▶ [Task to carry out]
Each record should be set down again so that it matches the original exactly.

Data below:

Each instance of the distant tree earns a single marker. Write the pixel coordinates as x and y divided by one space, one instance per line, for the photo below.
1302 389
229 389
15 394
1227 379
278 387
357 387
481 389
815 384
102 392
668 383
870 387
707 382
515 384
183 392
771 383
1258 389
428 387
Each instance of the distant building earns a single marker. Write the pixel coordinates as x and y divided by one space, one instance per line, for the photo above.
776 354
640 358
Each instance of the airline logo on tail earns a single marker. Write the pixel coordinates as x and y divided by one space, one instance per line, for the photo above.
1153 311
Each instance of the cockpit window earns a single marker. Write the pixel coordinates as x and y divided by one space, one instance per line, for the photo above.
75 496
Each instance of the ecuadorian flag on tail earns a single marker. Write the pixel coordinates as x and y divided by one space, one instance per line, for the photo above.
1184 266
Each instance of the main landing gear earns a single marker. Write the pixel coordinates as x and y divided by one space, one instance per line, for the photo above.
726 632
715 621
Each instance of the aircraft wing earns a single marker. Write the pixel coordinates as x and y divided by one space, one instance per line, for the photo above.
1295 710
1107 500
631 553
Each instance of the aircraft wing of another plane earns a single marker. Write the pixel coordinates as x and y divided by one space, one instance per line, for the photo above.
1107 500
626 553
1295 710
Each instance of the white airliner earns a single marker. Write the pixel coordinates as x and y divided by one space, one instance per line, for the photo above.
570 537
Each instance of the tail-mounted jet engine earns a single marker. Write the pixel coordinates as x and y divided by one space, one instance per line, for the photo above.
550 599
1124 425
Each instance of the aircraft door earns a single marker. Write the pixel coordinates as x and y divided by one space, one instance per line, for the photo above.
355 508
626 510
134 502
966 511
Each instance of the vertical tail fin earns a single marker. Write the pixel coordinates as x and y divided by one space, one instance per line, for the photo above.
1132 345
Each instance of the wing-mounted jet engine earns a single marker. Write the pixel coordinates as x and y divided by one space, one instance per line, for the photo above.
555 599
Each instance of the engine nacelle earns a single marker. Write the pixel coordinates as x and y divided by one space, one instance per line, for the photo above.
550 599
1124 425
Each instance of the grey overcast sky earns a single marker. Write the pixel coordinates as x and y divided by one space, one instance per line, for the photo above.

End of Data.

▶ [Response to the task]
Each instance of the distant tree earns a single marker. Write the pixel coordinates as x and y divided by one space, one instance per line, for the photo below.
1302 389
229 389
15 394
1227 379
278 387
357 387
481 389
815 384
102 392
668 383
870 387
707 382
515 384
183 392
771 383
1258 389
428 387
Each instance of the distant building earns a single marker. Write the pixel coordinates as x and y divided by one space, one instance per line, for the photo above.
776 354
640 358
Each instance of the airline logo on tail earns a single marker. Write the pixel coordinates as x and y divided by one space, one instance per line, for the photo above.
1153 311
Each instance of the cockpit window earns a single marker. Write the pixel coordinates as x and y divided by one space, one instance per line, for the photo above.
75 496
Each instance of the ecuadorian flag on tail earns a single marker. Write the pixel coordinates as x and y divided by one space, one instance per line, for the photo above.
1184 266
Each instance of the main landing gear earns a single marker. Write the pixel coordinates as x and y divided by one space, one instance per line, for the photo above.
726 632
715 621
Each instance of the aircraft wing earns a single marker. Write the pixel coordinates as x and y divided by one space, one instance per line, for the photo above.
1295 710
1107 500
631 553
Each instance of the aircraft wing of another plane earns a single marker. Write the pixel coordinates as x and y divided by one space, one instance per line, for the photo above.
1107 500
626 553
1295 710
Each instance of the white airliner earns a single marker. Write the pixel coordinates as x and y divided by one space, one instance per line, for the photo above.
570 537
Each instance of the tail-mounted jet engine earns a single marker. Write the pixel coordinates as x and y divided by one space, one instance per line, for the photo above.
550 599
1124 425
Each instance of the aircraft door earns a single marker. Write the pixel coordinates as x and y divided by one space, one instance per line, for the photo above.
355 508
626 510
134 502
966 511
Each instance of the vertical tail fin earns a single marker. Write the pixel coordinates as x and y divided by one space, one instance per line, for the photo above.
1132 345
Each instance of the wing-mounted jet engine earns a single marker. Write the pixel coordinates as x and y divided by one space, one instance per line, for the photo above.
555 599
Each instance of the engine nacelle earns a single marker. Write the pixel coordinates as x and y divided by one space, one instance per line, for the photo above.
550 599
1124 425
Each instance of the grey overcast sky earns a single marker. Write the pixel coordinates as x and y divided by one space, one instance per line, for the photo above.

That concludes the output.